--- GIVEN DATA ---

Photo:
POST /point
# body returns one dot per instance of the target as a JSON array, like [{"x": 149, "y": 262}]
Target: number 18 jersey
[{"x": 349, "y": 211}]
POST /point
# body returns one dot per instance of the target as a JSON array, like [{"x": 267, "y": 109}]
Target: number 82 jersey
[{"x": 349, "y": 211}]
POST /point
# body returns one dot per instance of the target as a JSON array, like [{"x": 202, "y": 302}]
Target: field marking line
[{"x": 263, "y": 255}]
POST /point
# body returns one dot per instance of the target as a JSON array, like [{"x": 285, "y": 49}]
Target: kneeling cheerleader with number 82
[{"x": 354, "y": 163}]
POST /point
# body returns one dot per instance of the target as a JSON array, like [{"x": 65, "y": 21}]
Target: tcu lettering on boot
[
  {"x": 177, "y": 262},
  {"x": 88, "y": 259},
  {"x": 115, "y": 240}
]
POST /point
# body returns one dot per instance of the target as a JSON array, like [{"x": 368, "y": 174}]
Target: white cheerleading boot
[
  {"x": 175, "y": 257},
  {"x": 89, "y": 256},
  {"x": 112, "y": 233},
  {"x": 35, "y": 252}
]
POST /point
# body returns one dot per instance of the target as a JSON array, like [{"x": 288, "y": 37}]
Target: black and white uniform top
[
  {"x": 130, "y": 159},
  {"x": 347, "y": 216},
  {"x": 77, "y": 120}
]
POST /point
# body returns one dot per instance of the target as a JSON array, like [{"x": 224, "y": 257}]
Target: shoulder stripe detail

---

SHORT PROBLEM: Present the lines above as a Markdown table with two columns, Row and Line text. Number each line in order and leave out any blank lines.

SOLUTION TO THE EXERCISE:
| Row | Line text |
|---|---|
| 1 | Photo: |
| 2 | POST /point |
| 3 | # body returns one dot per instance of the target as a JSON array, like [{"x": 149, "y": 262}] |
| 4 | Target: number 18 jersey |
| 5 | [{"x": 349, "y": 211}] |
| 6 | POST /point |
| 7 | # body returns one dot per instance of the target as a JSON array, like [{"x": 267, "y": 109}] |
| 8 | Target: number 82 jersey |
| 9 | [{"x": 349, "y": 211}] |
| 10 | POST /point |
| 11 | # body returns one dot per instance of the target as a JSON array, like [{"x": 202, "y": 302}] |
| 12 | Target: field marking line |
| 13 | [{"x": 263, "y": 255}] |
| 14 | POST /point |
| 15 | # body returns one dot per instance of the target as a JSON array, like [{"x": 285, "y": 49}] |
| 16 | Target: kneeling cheerleader with number 82 |
| 17 | [{"x": 354, "y": 163}] |
| 18 | POST /point |
| 19 | # body returns one dot per instance of the target as a JSON array, like [{"x": 65, "y": 21}] |
| 20 | Target: tcu lettering on boot |
| 21 | [ |
| 22 |   {"x": 177, "y": 262}, |
| 23 |   {"x": 88, "y": 259}, |
| 24 |   {"x": 115, "y": 240} |
| 25 | ] |
| 26 | POST /point |
| 27 | # body returns one dot per instance of the target as a JSON array, like [{"x": 368, "y": 174}] |
| 28 | Target: white cheerleading boot |
| 29 | [ |
| 30 |   {"x": 175, "y": 257}, |
| 31 |   {"x": 89, "y": 256}, |
| 32 |   {"x": 112, "y": 233}, |
| 33 |   {"x": 35, "y": 252} |
| 34 | ] |
| 35 | POST /point |
| 36 | # body returns one dot per instance of the target as a JSON array, like [{"x": 288, "y": 37}] |
| 37 | Target: black and white uniform top |
| 38 | [ |
| 39 |   {"x": 130, "y": 159}, |
| 40 |   {"x": 347, "y": 216}, |
| 41 |   {"x": 77, "y": 120} |
| 42 | ] |
| 43 | POST /point |
| 44 | # body returns one dot per instance of the target as a JSON array, like [{"x": 224, "y": 257}] |
| 45 | Target: shoulder stripe detail |